Simon Byrnand, Eric Kolve and I were having a discussion of what characters are legal in domain names, due to junk showing up around URIs and apparently confusing some of the SpamAssassin URI parsing code. Wanted to share some research and ask if anyone has any other authoritative information on what characters are currently legal for domain names. This is relevant for anyone trying to work with domain names.
Also Eric, please share bugs you find in the SA URI parsing code, preferably by opening a bugzilla, especially if you can isolate the module, etc.:
http://bugzilla.spamassassin.org/enter_bug.cgi
Here's a little research on the subject:
The original domain name RFC had names only with letters, numbers and hyphen:
http://www.ietf.org/rfc/rfc1035.txt
<domain> ::= <subdomain> | " "
<subdomain> ::= <label> | <subdomain> "." <label>
<label> ::= <letter> [ [ <ldh-str> ] <let-dig> ]
<ldh-str> ::= <let-dig-hyp> | <let-dig-hyp> <ldh-str>
<let-dig-hyp> ::= <let-dig> | "-"
<let-dig> ::= <letter> | <digit>
<letter> ::= any one of the 52 alphabetic characters A through Z in upper case and a through z in lower case
<digit> ::= any one of the ten digits 0 through 9
Note that while upper and lower case letters are allowed in domain names, no significance is attached to the case. That is, two names with the same spelling but different case are to be treated as if identical.
But RFC 2181 leaves things wide open with respect to names:
http://www.ietf.org/rfc/rfc2181.txt
11. Name syntax
Occasionally it is assumed that the Domain Name System serves only the purpose of mapping Internet host names to data, and mapping Internet addresses to host names. This is not correct, the DNS is a general (if somewhat limited) hierarchical database, and can store almost any kind of data, for almost any purpose.
The DNS itself places only one restriction on the particular labels that can be used to identify resource records. That one restriction relates to the length of the label and the full name. The length of any one label is limited to between 1 and 63 octets. A full domain name is limited to 255 octets (including the separators). The zero length full name is defined as representing the root of the DNS tree, and is typically written and displayed as ".". Those restrictions aside, any binary string whatever can be used as the label of any resource record. Similarly, any binary string can serve as the value of any record that includes a domain name as some or all of its value (SOA, NS, MX, PTR, CNAME, and any others that may be added). Implementations of the DNS protocols must not place any restrictions on the labels that can be used. In particular, DNS servers must not refuse to serve a zone because it contains labels that might not be acceptable to some DNS client programs. A DNS server may be configurable to issue warnings when loading, or even to refuse to load, a primary zone containing labels that might be considered questionable, however this should not happen by default.

____

## THE TASKS
**1.** Check each statement against the post on domain name characters above and answer yes or no, quoting the exact words of the post that settle it. (a) The original domain name RFC permits underscores in names. (b) Under RFC 2181, a single label may be as long as 63 octets. (c) RFC 1035 treats two names that differ only in letter case as different names.
**2.** Write out the post on domain name characters above, from "<let-dig> ::= <letter>" down to "as if identical.".
**3.** Continue the post on domain name characters above, starting right after its last sentence.

____

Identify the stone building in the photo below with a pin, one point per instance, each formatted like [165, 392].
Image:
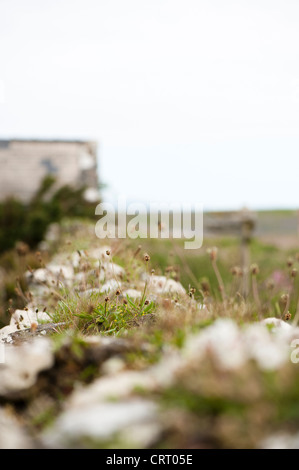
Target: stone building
[24, 164]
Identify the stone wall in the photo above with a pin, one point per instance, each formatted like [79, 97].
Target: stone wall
[24, 163]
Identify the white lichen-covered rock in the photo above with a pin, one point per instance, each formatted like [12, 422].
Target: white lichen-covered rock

____

## ANSWERS TO THE PROBLEMS
**1.**
(a) No: "The original domain name RFC had names only with letters, numbers and hyphen"
(b) Yes: "The length of any one label is limited to between 1 and 63 octets."
(c) No: "two names with the same spelling but different case are to be treated as if identical."

**2.**
<let-dig> ::= <letter> | <digit>
<letter> ::= any one of the 52 alphabetic characters A through Z in upper case and a through z in lower case
<digit> ::= any one of the ten digits 0 through 9
Note that while upper and lower case letters are allowed in domain names, no significance is attached to the case. That is, two names with the same spelling but different case are to be treated as if identical.

**3.**
Note however, that the various applications that make use of DNS data can have restrictions imposed on what particular values are acceptable in their environment. For example, that any binary label can have an MX record does not imply that any binary name can be used as the host part of an e-mail address. Clients of the DNS can impose whatever restrictions are appropriate to their circumstances on the values they use as keys for DNS lookup requests, and on the values returned by the DNS. If the client has such restrictions, it is solely responsible for validating the data from the DNS to ensure that it conforms before it makes any use of that data.
After scanning the RFC descriptions that were linked from RFC 1035:
RFC 1035 Domain names - implementation and specification.
Authors: P.V. Mockapetris. Date: Nov-01-1987 Formats: txt pdf Obsoletes: RFC 0973, RFC 0882, RFC 0883 Updated by: RFC 1101, RFC 1183, RFC 1348, RFC 1876, RFC 1982, RFC 1995, RFC 1996, RFC 2065, RFC 2136, RFC 2181, RFC 2137, RFC 2308, RFC 2535, RFC 2845, RFC 3425, RFC 3658 Also: STD 0013
it appears that these may be the only two authoritative statements on what characters can be in domain names:
RFC 1035: letters, numbers, hyphen RFC 2181: implementations should support anything
Does anyone have any more info on what characters are legal in domain names?
Jeff C.